=== Your assignment ===
Scan the listing below for the word "Target" and copy every line that has it.
—————
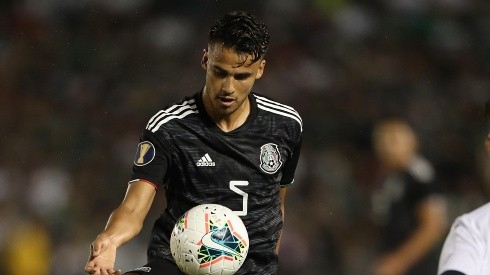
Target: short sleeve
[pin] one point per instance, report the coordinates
(290, 166)
(462, 249)
(151, 159)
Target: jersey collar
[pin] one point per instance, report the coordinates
(205, 116)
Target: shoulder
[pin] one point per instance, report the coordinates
(479, 215)
(177, 111)
(275, 108)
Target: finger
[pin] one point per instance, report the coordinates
(96, 248)
(89, 268)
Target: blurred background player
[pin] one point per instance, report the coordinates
(467, 246)
(407, 206)
(223, 145)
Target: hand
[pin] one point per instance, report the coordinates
—————
=== Exercise solution ===
Target: short sleeve
Target: jersey collar
Target: shoulder
Target: finger
Target: blurred background player
Target: hand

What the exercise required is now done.